> _Your objective_
Convert the part of the listing below that opens with the line containing "Please pin the small" and runs through the end of the listing into a numbered list, one item per line, omitting blank lines.

(Position identification listing)
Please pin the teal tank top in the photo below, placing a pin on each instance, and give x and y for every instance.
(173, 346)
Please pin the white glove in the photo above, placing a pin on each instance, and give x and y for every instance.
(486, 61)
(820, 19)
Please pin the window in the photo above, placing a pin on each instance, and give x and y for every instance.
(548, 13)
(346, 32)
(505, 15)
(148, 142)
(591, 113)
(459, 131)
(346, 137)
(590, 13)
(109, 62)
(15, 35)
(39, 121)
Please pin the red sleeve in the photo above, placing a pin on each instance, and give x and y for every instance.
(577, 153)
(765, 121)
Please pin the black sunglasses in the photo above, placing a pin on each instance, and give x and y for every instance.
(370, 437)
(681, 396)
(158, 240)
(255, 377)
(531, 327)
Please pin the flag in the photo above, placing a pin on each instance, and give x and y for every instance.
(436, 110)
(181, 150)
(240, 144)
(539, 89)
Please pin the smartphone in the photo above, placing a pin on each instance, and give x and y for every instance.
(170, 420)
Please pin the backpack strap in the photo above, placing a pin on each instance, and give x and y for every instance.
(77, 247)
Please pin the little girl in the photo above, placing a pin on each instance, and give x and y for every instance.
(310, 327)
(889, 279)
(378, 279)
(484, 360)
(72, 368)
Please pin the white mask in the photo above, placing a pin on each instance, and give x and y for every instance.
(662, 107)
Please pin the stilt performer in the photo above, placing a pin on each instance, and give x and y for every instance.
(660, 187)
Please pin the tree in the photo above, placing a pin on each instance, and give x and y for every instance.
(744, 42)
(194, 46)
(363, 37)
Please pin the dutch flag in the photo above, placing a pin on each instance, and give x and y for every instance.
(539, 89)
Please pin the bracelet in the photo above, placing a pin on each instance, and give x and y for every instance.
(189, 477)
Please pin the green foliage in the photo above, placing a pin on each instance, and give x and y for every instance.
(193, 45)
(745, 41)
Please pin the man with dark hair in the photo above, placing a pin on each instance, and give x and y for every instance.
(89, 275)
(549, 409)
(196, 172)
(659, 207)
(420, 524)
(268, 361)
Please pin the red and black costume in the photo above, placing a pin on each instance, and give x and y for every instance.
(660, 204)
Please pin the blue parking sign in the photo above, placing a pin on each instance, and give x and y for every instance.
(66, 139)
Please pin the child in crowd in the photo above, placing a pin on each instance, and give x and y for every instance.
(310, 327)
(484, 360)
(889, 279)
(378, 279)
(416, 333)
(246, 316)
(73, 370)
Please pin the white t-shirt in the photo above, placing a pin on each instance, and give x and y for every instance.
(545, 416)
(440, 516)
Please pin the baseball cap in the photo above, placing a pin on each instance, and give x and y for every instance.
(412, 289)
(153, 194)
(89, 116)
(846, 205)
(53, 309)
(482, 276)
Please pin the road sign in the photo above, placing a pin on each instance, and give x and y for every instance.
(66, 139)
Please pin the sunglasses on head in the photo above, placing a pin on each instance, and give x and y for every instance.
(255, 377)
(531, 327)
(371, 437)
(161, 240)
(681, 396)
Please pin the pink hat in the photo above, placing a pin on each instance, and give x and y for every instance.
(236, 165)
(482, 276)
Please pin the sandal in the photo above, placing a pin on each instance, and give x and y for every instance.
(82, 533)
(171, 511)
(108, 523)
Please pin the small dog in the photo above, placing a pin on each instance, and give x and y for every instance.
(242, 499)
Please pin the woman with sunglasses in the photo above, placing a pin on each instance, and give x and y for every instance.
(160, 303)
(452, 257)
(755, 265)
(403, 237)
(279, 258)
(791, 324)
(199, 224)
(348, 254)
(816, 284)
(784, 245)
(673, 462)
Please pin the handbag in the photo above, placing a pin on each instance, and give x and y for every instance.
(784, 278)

> _Finished exercise_
1. Please pin the small dog in the photo above, placing a pin on each instance, and give x and y for every instance.
2. (242, 499)
3. Please pin the woman with sunglasses in the photo above, placing a pin on each instance, and give x and y for every instance.
4. (160, 303)
5. (452, 257)
6. (755, 265)
7. (403, 237)
8. (279, 258)
9. (791, 324)
10. (199, 224)
11. (348, 254)
12. (816, 284)
13. (784, 245)
14. (673, 462)
15. Please pin the handbag in the photo above, placing a pin on each instance, and give x and y for every instance.
16. (784, 278)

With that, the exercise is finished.